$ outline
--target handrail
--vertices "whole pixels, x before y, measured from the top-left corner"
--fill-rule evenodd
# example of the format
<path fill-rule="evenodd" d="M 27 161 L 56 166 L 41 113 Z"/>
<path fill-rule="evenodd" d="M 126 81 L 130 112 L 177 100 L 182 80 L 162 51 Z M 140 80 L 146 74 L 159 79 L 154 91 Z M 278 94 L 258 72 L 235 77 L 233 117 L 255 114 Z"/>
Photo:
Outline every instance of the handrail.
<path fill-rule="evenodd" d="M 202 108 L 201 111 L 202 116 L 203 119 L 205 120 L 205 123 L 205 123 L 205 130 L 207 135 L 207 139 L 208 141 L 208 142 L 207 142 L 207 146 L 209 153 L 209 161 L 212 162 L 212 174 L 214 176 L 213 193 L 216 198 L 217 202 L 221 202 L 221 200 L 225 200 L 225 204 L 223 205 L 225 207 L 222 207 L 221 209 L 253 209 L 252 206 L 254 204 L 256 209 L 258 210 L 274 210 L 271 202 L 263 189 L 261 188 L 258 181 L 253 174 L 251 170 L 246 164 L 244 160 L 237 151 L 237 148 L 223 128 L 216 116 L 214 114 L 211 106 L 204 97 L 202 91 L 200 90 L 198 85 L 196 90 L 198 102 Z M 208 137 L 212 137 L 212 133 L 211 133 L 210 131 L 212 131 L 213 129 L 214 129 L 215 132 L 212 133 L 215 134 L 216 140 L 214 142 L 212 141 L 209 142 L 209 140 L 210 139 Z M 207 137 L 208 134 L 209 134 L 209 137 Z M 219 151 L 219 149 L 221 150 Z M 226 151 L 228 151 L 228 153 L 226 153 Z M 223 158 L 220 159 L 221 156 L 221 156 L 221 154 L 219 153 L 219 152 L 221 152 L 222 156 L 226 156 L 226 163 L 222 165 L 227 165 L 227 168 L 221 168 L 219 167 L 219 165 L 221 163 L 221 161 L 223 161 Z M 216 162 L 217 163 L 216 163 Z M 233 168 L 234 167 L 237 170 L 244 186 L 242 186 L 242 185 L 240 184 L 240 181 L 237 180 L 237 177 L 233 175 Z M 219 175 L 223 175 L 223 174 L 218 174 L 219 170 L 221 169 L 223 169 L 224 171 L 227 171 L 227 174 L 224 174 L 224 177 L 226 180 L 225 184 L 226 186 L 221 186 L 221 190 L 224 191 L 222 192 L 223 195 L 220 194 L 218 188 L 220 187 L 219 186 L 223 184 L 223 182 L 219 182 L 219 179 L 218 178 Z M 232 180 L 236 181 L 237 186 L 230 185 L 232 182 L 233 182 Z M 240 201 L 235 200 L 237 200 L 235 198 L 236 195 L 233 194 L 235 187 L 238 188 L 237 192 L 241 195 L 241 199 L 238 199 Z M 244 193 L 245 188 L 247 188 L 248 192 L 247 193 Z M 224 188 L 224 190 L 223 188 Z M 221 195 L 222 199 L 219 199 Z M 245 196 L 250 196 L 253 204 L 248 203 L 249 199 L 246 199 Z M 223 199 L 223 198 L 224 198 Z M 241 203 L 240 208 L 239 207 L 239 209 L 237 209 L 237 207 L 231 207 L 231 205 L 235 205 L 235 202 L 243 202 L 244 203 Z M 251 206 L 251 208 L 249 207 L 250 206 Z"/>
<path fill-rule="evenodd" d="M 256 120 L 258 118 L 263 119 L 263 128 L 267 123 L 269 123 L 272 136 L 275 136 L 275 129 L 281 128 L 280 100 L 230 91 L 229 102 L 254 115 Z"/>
··········
- INSTRUCTIONS TO FOLLOW: Copy everything from the first line down to the line containing "27 161 L 56", including both, character for character.

- CORRECT RESULT:
$ outline
--target handrail
--vertices "whole pixels, x before y, measured from the top-left corner"
--fill-rule evenodd
# example of the format
<path fill-rule="evenodd" d="M 27 161 L 56 166 L 41 113 Z"/>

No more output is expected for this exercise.